DATA PROVIDED:
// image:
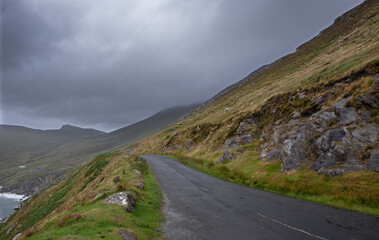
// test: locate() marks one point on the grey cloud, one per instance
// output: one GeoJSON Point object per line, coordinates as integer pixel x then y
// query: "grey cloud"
{"type": "Point", "coordinates": [110, 63]}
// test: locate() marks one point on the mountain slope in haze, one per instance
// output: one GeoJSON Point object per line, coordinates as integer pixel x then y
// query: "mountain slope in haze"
{"type": "Point", "coordinates": [20, 144]}
{"type": "Point", "coordinates": [48, 154]}
{"type": "Point", "coordinates": [234, 136]}
{"type": "Point", "coordinates": [306, 125]}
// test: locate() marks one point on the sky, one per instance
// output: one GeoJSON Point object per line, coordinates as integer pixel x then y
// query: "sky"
{"type": "Point", "coordinates": [107, 64]}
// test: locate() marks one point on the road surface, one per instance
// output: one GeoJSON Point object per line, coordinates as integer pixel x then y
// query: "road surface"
{"type": "Point", "coordinates": [199, 206]}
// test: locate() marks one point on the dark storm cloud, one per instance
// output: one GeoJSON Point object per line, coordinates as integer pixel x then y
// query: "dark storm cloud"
{"type": "Point", "coordinates": [109, 63]}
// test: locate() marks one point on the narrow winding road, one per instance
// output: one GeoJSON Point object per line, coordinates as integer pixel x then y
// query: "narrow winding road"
{"type": "Point", "coordinates": [198, 206]}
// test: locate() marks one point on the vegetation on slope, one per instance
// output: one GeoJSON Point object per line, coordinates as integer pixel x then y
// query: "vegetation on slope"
{"type": "Point", "coordinates": [340, 62]}
{"type": "Point", "coordinates": [68, 209]}
{"type": "Point", "coordinates": [49, 154]}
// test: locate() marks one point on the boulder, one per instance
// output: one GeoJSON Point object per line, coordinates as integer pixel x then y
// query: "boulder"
{"type": "Point", "coordinates": [233, 142]}
{"type": "Point", "coordinates": [321, 119]}
{"type": "Point", "coordinates": [273, 155]}
{"type": "Point", "coordinates": [295, 115]}
{"type": "Point", "coordinates": [124, 199]}
{"type": "Point", "coordinates": [138, 173]}
{"type": "Point", "coordinates": [374, 160]}
{"type": "Point", "coordinates": [347, 115]}
{"type": "Point", "coordinates": [189, 144]}
{"type": "Point", "coordinates": [126, 235]}
{"type": "Point", "coordinates": [226, 156]}
{"type": "Point", "coordinates": [326, 160]}
{"type": "Point", "coordinates": [243, 128]}
{"type": "Point", "coordinates": [329, 139]}
{"type": "Point", "coordinates": [17, 236]}
{"type": "Point", "coordinates": [292, 154]}
{"type": "Point", "coordinates": [99, 195]}
{"type": "Point", "coordinates": [367, 135]}
{"type": "Point", "coordinates": [368, 101]}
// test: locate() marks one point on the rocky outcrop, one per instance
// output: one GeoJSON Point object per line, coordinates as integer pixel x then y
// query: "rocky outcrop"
{"type": "Point", "coordinates": [226, 156]}
{"type": "Point", "coordinates": [124, 199]}
{"type": "Point", "coordinates": [234, 142]}
{"type": "Point", "coordinates": [328, 138]}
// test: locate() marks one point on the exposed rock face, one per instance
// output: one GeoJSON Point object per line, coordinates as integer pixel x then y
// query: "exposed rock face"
{"type": "Point", "coordinates": [124, 199]}
{"type": "Point", "coordinates": [331, 141]}
{"type": "Point", "coordinates": [374, 160]}
{"type": "Point", "coordinates": [17, 236]}
{"type": "Point", "coordinates": [226, 156]}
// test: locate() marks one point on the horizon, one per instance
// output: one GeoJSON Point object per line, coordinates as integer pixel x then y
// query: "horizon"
{"type": "Point", "coordinates": [215, 45]}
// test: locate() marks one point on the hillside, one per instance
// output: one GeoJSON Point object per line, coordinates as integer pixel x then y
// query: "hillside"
{"type": "Point", "coordinates": [305, 125]}
{"type": "Point", "coordinates": [48, 154]}
{"type": "Point", "coordinates": [75, 208]}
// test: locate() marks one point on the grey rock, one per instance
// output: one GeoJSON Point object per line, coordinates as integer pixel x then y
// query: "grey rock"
{"type": "Point", "coordinates": [292, 154]}
{"type": "Point", "coordinates": [366, 115]}
{"type": "Point", "coordinates": [376, 82]}
{"type": "Point", "coordinates": [235, 141]}
{"type": "Point", "coordinates": [263, 154]}
{"type": "Point", "coordinates": [317, 100]}
{"type": "Point", "coordinates": [125, 235]}
{"type": "Point", "coordinates": [326, 160]}
{"type": "Point", "coordinates": [141, 184]}
{"type": "Point", "coordinates": [332, 172]}
{"type": "Point", "coordinates": [369, 101]}
{"type": "Point", "coordinates": [322, 118]}
{"type": "Point", "coordinates": [10, 228]}
{"type": "Point", "coordinates": [137, 172]}
{"type": "Point", "coordinates": [124, 199]}
{"type": "Point", "coordinates": [189, 144]}
{"type": "Point", "coordinates": [226, 156]}
{"type": "Point", "coordinates": [367, 134]}
{"type": "Point", "coordinates": [243, 128]}
{"type": "Point", "coordinates": [347, 115]}
{"type": "Point", "coordinates": [374, 160]}
{"type": "Point", "coordinates": [329, 139]}
{"type": "Point", "coordinates": [296, 115]}
{"type": "Point", "coordinates": [99, 195]}
{"type": "Point", "coordinates": [341, 103]}
{"type": "Point", "coordinates": [17, 236]}
{"type": "Point", "coordinates": [273, 155]}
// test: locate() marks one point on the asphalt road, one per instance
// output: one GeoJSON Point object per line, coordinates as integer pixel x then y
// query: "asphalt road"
{"type": "Point", "coordinates": [199, 206]}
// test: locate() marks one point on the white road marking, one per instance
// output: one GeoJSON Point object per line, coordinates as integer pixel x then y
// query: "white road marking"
{"type": "Point", "coordinates": [297, 229]}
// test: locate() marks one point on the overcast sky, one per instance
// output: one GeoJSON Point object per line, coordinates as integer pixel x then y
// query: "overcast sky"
{"type": "Point", "coordinates": [107, 64]}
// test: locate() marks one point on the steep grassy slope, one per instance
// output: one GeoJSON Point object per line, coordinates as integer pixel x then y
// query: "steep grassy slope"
{"type": "Point", "coordinates": [339, 63]}
{"type": "Point", "coordinates": [69, 209]}
{"type": "Point", "coordinates": [49, 154]}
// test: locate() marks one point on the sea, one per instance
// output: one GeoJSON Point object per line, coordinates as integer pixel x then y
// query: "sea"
{"type": "Point", "coordinates": [8, 201]}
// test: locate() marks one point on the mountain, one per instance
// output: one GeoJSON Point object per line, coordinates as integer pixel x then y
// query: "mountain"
{"type": "Point", "coordinates": [304, 127]}
{"type": "Point", "coordinates": [31, 159]}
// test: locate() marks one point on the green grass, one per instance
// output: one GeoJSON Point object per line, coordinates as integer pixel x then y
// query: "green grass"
{"type": "Point", "coordinates": [340, 191]}
{"type": "Point", "coordinates": [106, 219]}
{"type": "Point", "coordinates": [66, 210]}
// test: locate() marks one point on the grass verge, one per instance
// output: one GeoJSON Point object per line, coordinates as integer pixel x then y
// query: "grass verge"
{"type": "Point", "coordinates": [351, 191]}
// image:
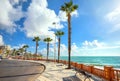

WHAT THE EXERCISE ASKS: Where the data includes pictures, leave them out and write out everything else exactly.

ANSWER BOX:
// image:
// test: locate() marks one point on the grey cloud, one per instance
// output: one GeoJSON Point object per line, coordinates as integer pixel x then y
// query: "grey cloud"
{"type": "Point", "coordinates": [110, 63]}
// test: locate() marks one point on the mountain slope in haze, one per instance
// output: one GeoJSON Point object per line, coordinates as integer pixel x then y
// query: "mountain slope in haze"
{"type": "Point", "coordinates": [20, 144]}
{"type": "Point", "coordinates": [48, 154]}
{"type": "Point", "coordinates": [234, 136]}
{"type": "Point", "coordinates": [306, 125]}
// test: locate() marks one point on the sky, one per instance
// output: one GeoJSON Point object per line, coordinates as integer pixel x then y
// query: "sky"
{"type": "Point", "coordinates": [107, 64]}
// test: locate() marks one point on the road surface, one per instance
// output: one GeoJSON Point object per line, coordinates as integer pixel x then y
// query: "road surface"
{"type": "Point", "coordinates": [199, 206]}
// test: locate() marks one point on the dark storm cloud, one per instance
// output: one GeoJSON Point object per line, coordinates as integer pixel x then y
// query: "dark storm cloud"
{"type": "Point", "coordinates": [109, 63]}
// test: locate() marks one point on the narrow winding road, one per instance
// output: one GeoJSON Point object per line, coordinates as integer pixel x then y
// query: "narrow winding road"
{"type": "Point", "coordinates": [198, 206]}
// test: locate() marks one point on the vegetation on slope, one per instance
// output: one GeoJSON Point object per line, coordinates as integer pixel x then y
// query: "vegetation on slope"
{"type": "Point", "coordinates": [340, 62]}
{"type": "Point", "coordinates": [68, 209]}
{"type": "Point", "coordinates": [49, 154]}
// test: locate() marks one point on the boulder, one per instance
// output: one GeoJSON Point object per line, coordinates as integer pixel x then y
// query: "boulder"
{"type": "Point", "coordinates": [233, 142]}
{"type": "Point", "coordinates": [321, 119]}
{"type": "Point", "coordinates": [273, 155]}
{"type": "Point", "coordinates": [295, 115]}
{"type": "Point", "coordinates": [124, 199]}
{"type": "Point", "coordinates": [138, 173]}
{"type": "Point", "coordinates": [374, 160]}
{"type": "Point", "coordinates": [347, 115]}
{"type": "Point", "coordinates": [189, 144]}
{"type": "Point", "coordinates": [126, 235]}
{"type": "Point", "coordinates": [226, 156]}
{"type": "Point", "coordinates": [326, 160]}
{"type": "Point", "coordinates": [243, 128]}
{"type": "Point", "coordinates": [329, 139]}
{"type": "Point", "coordinates": [17, 236]}
{"type": "Point", "coordinates": [292, 154]}
{"type": "Point", "coordinates": [99, 195]}
{"type": "Point", "coordinates": [367, 135]}
{"type": "Point", "coordinates": [368, 101]}
// test: locate() marks one point on the rocky outcrop, one per instance
// output: one GeoJSON Point object per line, coordinates as integer pixel x then y
// query: "rocky outcrop"
{"type": "Point", "coordinates": [226, 156]}
{"type": "Point", "coordinates": [124, 199]}
{"type": "Point", "coordinates": [234, 142]}
{"type": "Point", "coordinates": [328, 138]}
// test: locate() marks one point on the exposed rock face, one per instance
// output: one GeoJSON Point object per line, coordinates as integer pixel x then y
// query: "exposed rock face"
{"type": "Point", "coordinates": [124, 199]}
{"type": "Point", "coordinates": [331, 141]}
{"type": "Point", "coordinates": [374, 160]}
{"type": "Point", "coordinates": [17, 236]}
{"type": "Point", "coordinates": [226, 156]}
// test: locate() marks one point on the horizon, one per instance
// output: one GeoJSON Point object per line, coordinates as integer pixel x then y
// query: "horizon"
{"type": "Point", "coordinates": [215, 45]}
// test: locate() marks one point on the hillside, one per instance
// output: one GeoJSON Point object per line, coordinates as integer pixel x then y
// query: "hillside"
{"type": "Point", "coordinates": [305, 125]}
{"type": "Point", "coordinates": [48, 154]}
{"type": "Point", "coordinates": [75, 208]}
// test: locate() marks one point on the grey rock, one per instance
// output: one GeoJSON Point object per line, coordinates as integer pixel x then y
// query: "grey rock"
{"type": "Point", "coordinates": [292, 154]}
{"type": "Point", "coordinates": [366, 115]}
{"type": "Point", "coordinates": [376, 82]}
{"type": "Point", "coordinates": [235, 141]}
{"type": "Point", "coordinates": [263, 154]}
{"type": "Point", "coordinates": [317, 100]}
{"type": "Point", "coordinates": [125, 235]}
{"type": "Point", "coordinates": [326, 160]}
{"type": "Point", "coordinates": [141, 184]}
{"type": "Point", "coordinates": [332, 172]}
{"type": "Point", "coordinates": [369, 101]}
{"type": "Point", "coordinates": [322, 118]}
{"type": "Point", "coordinates": [10, 228]}
{"type": "Point", "coordinates": [137, 172]}
{"type": "Point", "coordinates": [124, 199]}
{"type": "Point", "coordinates": [189, 144]}
{"type": "Point", "coordinates": [226, 156]}
{"type": "Point", "coordinates": [367, 134]}
{"type": "Point", "coordinates": [243, 128]}
{"type": "Point", "coordinates": [347, 115]}
{"type": "Point", "coordinates": [374, 160]}
{"type": "Point", "coordinates": [329, 139]}
{"type": "Point", "coordinates": [296, 115]}
{"type": "Point", "coordinates": [99, 195]}
{"type": "Point", "coordinates": [341, 103]}
{"type": "Point", "coordinates": [17, 236]}
{"type": "Point", "coordinates": [273, 155]}
// test: locate() marks one point on the asphalt road, one per instance
// output: one GeoJSON Point object per line, coordinates as integer pixel x then y
// query: "asphalt road"
{"type": "Point", "coordinates": [199, 206]}
// test: locate() marks one point on the white road marking, one per instance
// output: one GeoJSON Point object per line, coordinates as integer pixel x then y
// query: "white road marking"
{"type": "Point", "coordinates": [297, 229]}
// test: locate() marks one point on the overcast sky, one per instance
// output: one GeoJSON Point object per line, coordinates as integer pixel x then y
// query: "overcast sky"
{"type": "Point", "coordinates": [107, 64]}
// test: locate() marks one point on the steep grassy slope, one per instance
// output: one GeoJSON Point object per line, coordinates as integer pixel x then y
// query: "steep grassy slope"
{"type": "Point", "coordinates": [339, 63]}
{"type": "Point", "coordinates": [69, 209]}
{"type": "Point", "coordinates": [49, 154]}
// test: locate() marks one point on the sea, one per instance
// output: one GeoJSON Point object per line, coordinates as integer pixel x then y
// query: "sea"
{"type": "Point", "coordinates": [8, 201]}
// test: locate() marks one point on the mountain, one per instance
// output: one GeoJSON Point object per line, coordinates as integer pixel x then y
// query: "mountain"
{"type": "Point", "coordinates": [304, 127]}
{"type": "Point", "coordinates": [31, 159]}
// test: locate() marks one point on the green grass, one per instance
// output: one GeoJSON Point object per line, coordinates as integer pixel x then y
// query: "green grass"
{"type": "Point", "coordinates": [340, 191]}
{"type": "Point", "coordinates": [106, 219]}
{"type": "Point", "coordinates": [66, 210]}
// test: locate() marks one point on the grass verge, one per instance
// output: one GeoJSON Point object per line, coordinates as integer pixel x then y
// query: "grass verge"
{"type": "Point", "coordinates": [351, 191]}
// image:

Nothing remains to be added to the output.